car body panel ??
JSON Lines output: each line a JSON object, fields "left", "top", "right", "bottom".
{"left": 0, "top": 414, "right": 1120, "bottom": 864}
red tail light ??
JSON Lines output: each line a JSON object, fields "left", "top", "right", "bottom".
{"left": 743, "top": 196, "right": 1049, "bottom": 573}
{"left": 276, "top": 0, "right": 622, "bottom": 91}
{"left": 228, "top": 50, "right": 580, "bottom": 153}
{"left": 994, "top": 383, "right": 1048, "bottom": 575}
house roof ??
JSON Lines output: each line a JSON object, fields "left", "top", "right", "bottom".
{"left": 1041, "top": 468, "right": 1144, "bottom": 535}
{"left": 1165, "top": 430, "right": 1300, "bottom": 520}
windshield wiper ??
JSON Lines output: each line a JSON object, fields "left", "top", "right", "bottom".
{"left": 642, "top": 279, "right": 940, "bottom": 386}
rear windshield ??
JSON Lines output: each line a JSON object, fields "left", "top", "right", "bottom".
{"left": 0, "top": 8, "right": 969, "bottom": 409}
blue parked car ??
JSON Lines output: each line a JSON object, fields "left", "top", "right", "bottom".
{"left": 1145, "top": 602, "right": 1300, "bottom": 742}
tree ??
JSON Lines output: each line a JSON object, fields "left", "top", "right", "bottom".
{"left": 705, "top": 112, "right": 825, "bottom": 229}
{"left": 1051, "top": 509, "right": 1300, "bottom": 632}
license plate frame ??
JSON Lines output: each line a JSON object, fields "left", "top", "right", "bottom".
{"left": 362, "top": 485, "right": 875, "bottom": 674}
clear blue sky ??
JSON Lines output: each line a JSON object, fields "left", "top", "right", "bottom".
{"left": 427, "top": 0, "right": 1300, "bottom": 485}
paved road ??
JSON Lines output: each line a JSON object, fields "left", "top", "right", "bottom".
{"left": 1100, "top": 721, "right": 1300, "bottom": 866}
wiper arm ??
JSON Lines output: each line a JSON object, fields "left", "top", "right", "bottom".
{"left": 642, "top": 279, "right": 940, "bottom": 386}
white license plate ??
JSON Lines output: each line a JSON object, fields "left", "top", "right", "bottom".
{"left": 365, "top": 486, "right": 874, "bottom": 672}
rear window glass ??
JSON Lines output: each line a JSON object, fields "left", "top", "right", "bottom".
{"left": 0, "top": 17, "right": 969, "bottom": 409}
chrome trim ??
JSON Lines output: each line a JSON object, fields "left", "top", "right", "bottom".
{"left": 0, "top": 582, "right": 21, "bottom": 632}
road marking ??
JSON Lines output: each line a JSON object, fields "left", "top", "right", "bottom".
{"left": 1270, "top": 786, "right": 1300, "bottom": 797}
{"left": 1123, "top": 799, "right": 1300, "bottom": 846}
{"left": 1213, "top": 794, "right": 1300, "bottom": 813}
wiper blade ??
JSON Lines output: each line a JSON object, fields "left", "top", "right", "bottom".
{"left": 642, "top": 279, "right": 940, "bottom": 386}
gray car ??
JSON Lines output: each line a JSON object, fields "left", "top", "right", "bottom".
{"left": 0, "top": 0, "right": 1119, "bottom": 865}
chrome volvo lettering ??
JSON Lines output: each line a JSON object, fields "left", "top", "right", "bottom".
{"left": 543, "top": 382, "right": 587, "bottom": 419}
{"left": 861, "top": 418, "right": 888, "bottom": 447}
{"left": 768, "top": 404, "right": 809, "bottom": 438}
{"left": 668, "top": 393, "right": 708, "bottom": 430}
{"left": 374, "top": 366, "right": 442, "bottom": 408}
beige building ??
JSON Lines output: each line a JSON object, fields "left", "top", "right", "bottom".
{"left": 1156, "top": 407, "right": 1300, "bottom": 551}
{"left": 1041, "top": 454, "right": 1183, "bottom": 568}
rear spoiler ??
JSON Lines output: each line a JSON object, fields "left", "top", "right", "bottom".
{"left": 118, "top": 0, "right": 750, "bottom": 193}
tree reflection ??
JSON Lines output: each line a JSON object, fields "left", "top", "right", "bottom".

§ Work task
Please copy, exactly as written, every line in the listing above from the line with "license plate frame ??" up to and including the line with "paved road ??".

§ Exercise response
license plate frame ??
JSON Lines output: each line a JSON object, fields "left", "top", "right", "bottom".
{"left": 362, "top": 485, "right": 875, "bottom": 674}
clear blue sky ??
JSON Lines output: each line a JSON object, fields "left", "top", "right", "bottom".
{"left": 427, "top": 0, "right": 1300, "bottom": 485}
paved road ??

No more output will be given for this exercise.